TEXTAUSZUG
+ + + +
Pumpe und Agb brauchen 2 Laufwerksschächte, das wird bei dir also nichts, den Radiator würde man allerdings noch oben rein bekommen  nach Augenmaß. Allerdings musst du bei dem Set ohnehin Schlauch und Flüssigkeit wechseln, da gab es schon genug Problemfälle, wo eins von beidem oder beides verbaut war und es ohne nicht mehr zu Problemen kam, dazu ist ein Laufwerksschacht-Agb ohnehin eine Entkopplungskatastrophe und vibriert so schön mit dem Gehäuse mit, die VPP755 hatte auch genug Probleme, um als Schrottpumpe zu gelten. Also entweder ein anderes Set nehmen (bei EZModding gibt es ganz gute Sets) oder komplett selbst etwas zusammenstellen.


----------



## __R4MP4GE (28. Oktober 2019)

*AW: Alphacool Eisbär/Eisturm Gaming Cooper 360mm*

Ich hab grade schon geschaut, der Radiator ist 4,5cm dick, den Platz habe ich da nicht.. Beim Be Quiet Gehäuse passt die Be Quiet Kühlung unters Dach, aber bei anderen bin ich mir da nicht so sicher... oh man, das nervt doch alles..  Wie gesagt, ich bin nich so der fachkundige Schrauber und fürchte den Kram dann nicht mehr zusammenzubekommen..


----------



## Sinusspass (28. Oktober 2019)

*AW: Alphacool Eisbär/Eisturm Gaming Cooper 360mm*

Die Sets kommen ohnehin nicht vormontiert, die würdest du sowieso selbst zusammenbauen müssen. Wenn du nichts zusammenbauen willst, kauf dir die nächste Aio für ein paar Jahre.


----------



## __R4MP4GE (28. Oktober 2019)

*AW: Alphacool Eisbär/Eisturm Gaming Cooper 360mm*

Das Ding selber zusammenbauen geht schon, aber dafür müsste ich meinen kompletten Tower zerpflücken, das nervt dann schon etwas... Ich such mir grade nen Wolf, da findet man n Set was halbwegs passt, passt dann der Radiator nicht mehr rein, oder aber ich müsste aufs Laufwerk verzichten und den ganzen Cage da ausbauen.. oh man das ist zum verrückt werden... ich bin ja fast soweit dass ich mir nen pc laden suche und den das machen lasse.. :/


----------



## IICARUS (28. Oktober 2019)
+ + + +
AUFGABEN
a) Beantworte anhand des Forenauszugs:
(i) Wie viele Laufwerksschächte brauchen Pumpe und Agb?
(ii) Wie dick ist der Radiator laut __R4MP4GE?
(iii) Was soll man laut Sinusspass kaufen, wenn man nichts zusammenbauen will?
b) Gib aus dem Forenauszug den Abschnitt von „Ich hab grade“ bis „ein paar Jahre.“ wortgetreu wieder.

Zeilen mit Annotationsdaten zu Begrenzungsrahmen
+ + + +
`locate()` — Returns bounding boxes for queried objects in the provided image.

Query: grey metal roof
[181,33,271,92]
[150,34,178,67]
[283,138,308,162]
+ + + +
LÖSUNGEN
a)
(i) 2 Laufwerksschächte
(ii) 4,5 cm
(iii) Die nächste Aio für ein paar Jahre

b)
Ich hab grade schon geschaut, der Radiator ist 4,5cm dick, den Platz habe ich da nicht.. Beim Be Quiet Gehäuse passt die Be Quiet Kühlung unters Dach, aber bei anderen bin ich mir da nicht so sicher... oh man, das nervt doch alles..  Wie gesagt, ich bin nich so der fachkundige Schrauber und fürchte den Kram dann nicht mehr zusammenzubekommen..


----------



## Sinusspass (28. Oktober 2019)

*AW: Alphacool Eisbär/Eisturm Gaming Cooper 360mm*

Die Sets kommen ohnehin nicht vormontiert, die würdest du sowieso selbst zusammenbauen müssen. Wenn du nichts zusammenbauen willst, kauf dir die nächste Aio für ein paar Jahre.